Your instructions: Could you write out the opening lines of the data, word for word, stopping after the line that contains "Segment every instance of the blue"?

Saved data entries
++++++++

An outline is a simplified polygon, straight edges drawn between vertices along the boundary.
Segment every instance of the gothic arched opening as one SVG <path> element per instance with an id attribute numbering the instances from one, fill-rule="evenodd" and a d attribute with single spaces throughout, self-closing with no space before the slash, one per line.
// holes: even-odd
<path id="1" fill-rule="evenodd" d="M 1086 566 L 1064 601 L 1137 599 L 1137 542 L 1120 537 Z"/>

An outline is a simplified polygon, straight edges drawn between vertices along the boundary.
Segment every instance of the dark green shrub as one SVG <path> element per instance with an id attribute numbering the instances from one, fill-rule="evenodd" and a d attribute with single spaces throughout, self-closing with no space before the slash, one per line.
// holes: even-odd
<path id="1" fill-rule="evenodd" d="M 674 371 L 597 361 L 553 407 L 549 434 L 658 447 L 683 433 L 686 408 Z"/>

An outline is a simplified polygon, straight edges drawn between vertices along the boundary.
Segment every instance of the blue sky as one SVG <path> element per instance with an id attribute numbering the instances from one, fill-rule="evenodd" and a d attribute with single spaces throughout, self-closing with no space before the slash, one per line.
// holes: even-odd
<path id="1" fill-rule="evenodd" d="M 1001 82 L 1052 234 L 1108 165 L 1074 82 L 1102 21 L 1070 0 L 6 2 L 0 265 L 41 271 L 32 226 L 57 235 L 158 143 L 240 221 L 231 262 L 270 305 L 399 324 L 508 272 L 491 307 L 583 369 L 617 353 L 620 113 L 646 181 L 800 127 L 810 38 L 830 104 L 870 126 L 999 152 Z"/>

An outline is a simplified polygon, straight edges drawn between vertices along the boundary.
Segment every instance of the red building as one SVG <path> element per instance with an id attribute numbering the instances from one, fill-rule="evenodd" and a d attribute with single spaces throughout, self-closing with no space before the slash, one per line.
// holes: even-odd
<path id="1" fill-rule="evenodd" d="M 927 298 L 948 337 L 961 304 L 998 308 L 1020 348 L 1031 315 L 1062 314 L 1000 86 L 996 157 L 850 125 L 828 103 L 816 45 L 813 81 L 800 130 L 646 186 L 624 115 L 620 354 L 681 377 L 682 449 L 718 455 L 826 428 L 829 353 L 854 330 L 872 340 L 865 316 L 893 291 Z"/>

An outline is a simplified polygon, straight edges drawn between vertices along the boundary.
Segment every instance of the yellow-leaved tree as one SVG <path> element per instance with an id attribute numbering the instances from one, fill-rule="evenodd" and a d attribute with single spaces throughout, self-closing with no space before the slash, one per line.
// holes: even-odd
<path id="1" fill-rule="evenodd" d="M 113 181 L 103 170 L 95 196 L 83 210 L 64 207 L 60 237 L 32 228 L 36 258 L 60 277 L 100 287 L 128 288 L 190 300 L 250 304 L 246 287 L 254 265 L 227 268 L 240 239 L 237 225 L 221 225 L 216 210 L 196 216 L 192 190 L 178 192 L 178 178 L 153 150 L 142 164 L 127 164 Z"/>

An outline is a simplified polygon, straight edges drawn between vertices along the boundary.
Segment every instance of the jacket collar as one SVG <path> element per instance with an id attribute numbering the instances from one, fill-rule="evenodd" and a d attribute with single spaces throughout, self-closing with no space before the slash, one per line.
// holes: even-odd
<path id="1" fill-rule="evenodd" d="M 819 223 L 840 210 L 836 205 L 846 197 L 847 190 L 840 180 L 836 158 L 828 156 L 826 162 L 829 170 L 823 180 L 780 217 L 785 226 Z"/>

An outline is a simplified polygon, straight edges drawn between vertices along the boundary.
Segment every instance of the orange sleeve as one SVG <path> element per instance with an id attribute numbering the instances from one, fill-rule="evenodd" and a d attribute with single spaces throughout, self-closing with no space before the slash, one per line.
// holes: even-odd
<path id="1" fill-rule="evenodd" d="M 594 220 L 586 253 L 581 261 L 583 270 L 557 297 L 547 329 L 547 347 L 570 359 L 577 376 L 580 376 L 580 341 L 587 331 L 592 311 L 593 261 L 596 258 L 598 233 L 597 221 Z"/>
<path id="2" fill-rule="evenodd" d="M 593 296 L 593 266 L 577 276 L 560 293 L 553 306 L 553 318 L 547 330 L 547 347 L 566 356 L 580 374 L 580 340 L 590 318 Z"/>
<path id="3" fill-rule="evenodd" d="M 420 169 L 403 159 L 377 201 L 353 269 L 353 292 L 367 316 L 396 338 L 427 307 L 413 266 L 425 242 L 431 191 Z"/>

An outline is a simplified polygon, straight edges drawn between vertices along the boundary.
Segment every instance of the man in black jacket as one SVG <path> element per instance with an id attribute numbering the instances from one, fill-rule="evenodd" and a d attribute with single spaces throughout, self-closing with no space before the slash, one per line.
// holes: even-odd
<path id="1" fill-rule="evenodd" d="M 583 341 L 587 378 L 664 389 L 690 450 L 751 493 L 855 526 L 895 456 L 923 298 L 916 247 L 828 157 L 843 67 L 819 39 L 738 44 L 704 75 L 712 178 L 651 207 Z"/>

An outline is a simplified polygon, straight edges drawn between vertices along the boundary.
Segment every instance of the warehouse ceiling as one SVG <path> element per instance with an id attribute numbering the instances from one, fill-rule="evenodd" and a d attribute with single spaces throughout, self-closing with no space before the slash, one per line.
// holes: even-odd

++++++++

Output of the exercise:
An outline is a simplified polygon, straight edges drawn between vertices along the boundary.
Segment every instance of the gothic arched opening as one SVG <path> element per instance with an id attribute numbering the instances from one, fill-rule="evenodd" and a d attribute with single spaces throughout, self-closing with no space before the slash, one per line.
// holes: even-odd
<path id="1" fill-rule="evenodd" d="M 1086 566 L 1064 601 L 1137 599 L 1137 542 L 1120 537 Z"/>

An outline is a simplified polygon, straight edges drawn between vertices along the boundary.
Segment every instance of the dark green shrub as one SVG <path> element per instance with an id attribute numbering the instances from one, fill-rule="evenodd" and a d attribute with single spaces throughout, self-closing with no space before the slash, one per line.
// holes: even-odd
<path id="1" fill-rule="evenodd" d="M 674 371 L 597 361 L 553 407 L 549 434 L 658 447 L 683 433 L 686 408 Z"/>

An outline is a simplified polygon, straight edges drawn between vertices along the boundary.
Segment every instance of the blue sky as one SVG <path> element per instance with an id attribute numbering the instances from one, fill-rule="evenodd" and a d attribute with single spaces throughout, self-closing with no space before the slash, one per line.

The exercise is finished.